# Using the information
**1)** Decide whether each statement agrees with the newsgroup post on anthropology and religion, answering yes or no and quoting the deciding words: (a) A !Kung adult could subsist on roughly 15 hours of labor per week. (b) Gerold Firl writes that sociobiology explains human social structure. (c) Scott Sellers holds that love is largely culturally defined.
**2)** Resume the newsgroup post on anthropology and religion after its final sentence, in the same voice and style.

# Passage shown
Re: Anthropology and Religion

Scott Sellers (sds@cts.com)
Mon, 16 Oct 1995 20:53:34 GMT

geroldf@sdd.hp.com (Gerold Firl) wrote:

>In article <45hko5$2ra@news2.cts.com> sds@cts.com (Scott Sellers) writes:

>>Sociobiology doesn't merely state that human beings have instincts. It
>>attempts to explain social structure based on said instincts.

>Well, _explain_ is a little too sweeping; sociobiology doesn't *explain*
>human social structure, it merely clarifies the biological influence and
>evolutionary background of those structures. Our instincts influence our
>social structure; simple, obvious, and undeniable, unless you have wrap-
>around ideological blinders.

I don't. The question is, how do you seperate the instinctive from the
rest? I don't think it is possible.

>>I find this
>>reductionist in the extreme, in that it reduces human history, human
>>agency, and _human_ struggle to struggle for biological survival.

>Many people do not have to "struggle" to survive these days, because of the
>success of our culture, but for most of human history that wasn't true. Our
>evolutionary past does not include grocery stores; we had to earn our daily
>bread the old-fashioned way: like hunting it down and killing it. Or
>digging it out of the earth with a pointed stick. All the while avoiding
>other predators, including human ones.

>The struggle for biological survival is *precisely* what formed our *human*
>nature.

The struggle for biological survival was won roughly 2-3 million years ago,
with the development of transmitted, self-reproducing culture. You know --
the pointed sticks (the use of which, by the way, enabled a !Kung adult to
subsist nicely in a marginal environment on roughly 15 hours of labor per
week, until very recent times.) Since then things have become entirely too
complicated to simply chalk anything up to some biologically determined
*human* nature. Including human predation.

>>Love as enhancing survival probabilities? Wow. Now I can finally
>>understand _Romeo and Juliet_. Not.

>Are you suggesting that love is somehow different from our other emotions,
>and did *not* evolve as a result of the selective advantage it conferred to
>those who experienced it? That would be an amazing claim. Or are you
>suggesting that sociobiology can cast no ilumination on the conflict
>between the interests of individuals and their kin-groups, particularly
>where reproduction is concerned? Such a conflict lies precisely on the
>borderline of biology and culture, that blurry and fascinating boundary,
>and sociobiology, together with anthropology, is the best way to understand
>the nature of that conflict.

I don't deny the evolutionary background of humans, including the
biological underpinnings of emotions. However, I do think that love, for
example, is largely culturally defined. So are the human actions which
surround it. Biological selection is really beside the point. Of course,
Romeo and Juliette want to have sex. Isn't that a given? But in the end,
you don't find either R or J spawning too many offspring. Suicide will do
that.

# Given information
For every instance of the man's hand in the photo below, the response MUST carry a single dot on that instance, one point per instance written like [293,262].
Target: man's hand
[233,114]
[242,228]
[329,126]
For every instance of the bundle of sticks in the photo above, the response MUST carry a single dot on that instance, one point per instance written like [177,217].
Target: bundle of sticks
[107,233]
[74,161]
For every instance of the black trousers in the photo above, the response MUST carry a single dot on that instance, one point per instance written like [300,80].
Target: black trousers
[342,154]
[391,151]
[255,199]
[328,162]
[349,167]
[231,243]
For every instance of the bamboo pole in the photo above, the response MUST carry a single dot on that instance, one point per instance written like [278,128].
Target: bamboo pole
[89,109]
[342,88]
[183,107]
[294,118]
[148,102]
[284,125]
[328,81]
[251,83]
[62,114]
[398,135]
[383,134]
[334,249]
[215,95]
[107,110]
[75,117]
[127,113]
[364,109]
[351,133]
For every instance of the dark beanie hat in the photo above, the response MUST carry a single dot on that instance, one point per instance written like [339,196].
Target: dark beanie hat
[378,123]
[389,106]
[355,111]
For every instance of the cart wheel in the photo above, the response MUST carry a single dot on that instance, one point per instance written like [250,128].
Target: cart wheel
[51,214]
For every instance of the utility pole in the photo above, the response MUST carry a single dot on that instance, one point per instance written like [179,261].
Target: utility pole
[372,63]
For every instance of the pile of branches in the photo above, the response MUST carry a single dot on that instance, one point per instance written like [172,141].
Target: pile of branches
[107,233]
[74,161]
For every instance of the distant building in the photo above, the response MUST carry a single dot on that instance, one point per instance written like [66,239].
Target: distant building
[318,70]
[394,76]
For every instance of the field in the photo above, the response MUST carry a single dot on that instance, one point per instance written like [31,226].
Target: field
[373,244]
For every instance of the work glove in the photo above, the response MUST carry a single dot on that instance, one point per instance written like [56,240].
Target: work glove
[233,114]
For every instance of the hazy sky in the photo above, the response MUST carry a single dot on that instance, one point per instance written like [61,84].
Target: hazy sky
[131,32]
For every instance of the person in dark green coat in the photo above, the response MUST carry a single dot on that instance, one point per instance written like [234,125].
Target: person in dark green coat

# Answers to the exercises
**1)**
(a) Yes: "enabled a !Kung adult to subsist nicely in a marginal environment on roughly 15 hours of labor per week"
(b) No: "sociobiology doesn't *explain*"
(c) Yes: "I do think that love, for example, is largely culturally defined."

**2)**
Regarding the behavior of the Montagues and the Capulets, I'd look to
specific historical and cultural factors if I wanted to ascribe *meaning*
to it. I think extending a sort of *biological organism* status to kinship
structures is stretching it. Not to deny that they struggle to survive.
But, in my opinion, the arena in which they struggle is cultural and
political. Biology, while definitely a factor, is not central to social
behavior.

>You seem to feel that a scientific understanding of the relationship
>between biology and culture is somehow _demeaning_ to your dignity as a
>human being; I say that your view is very similar to the judeo-christian
>attempt to deny our animal heritage, to "elevate" man "above" the animal
>world. Such a view is not only contrary to fact, but entirely unnecessary
>to the construction of an ethical society.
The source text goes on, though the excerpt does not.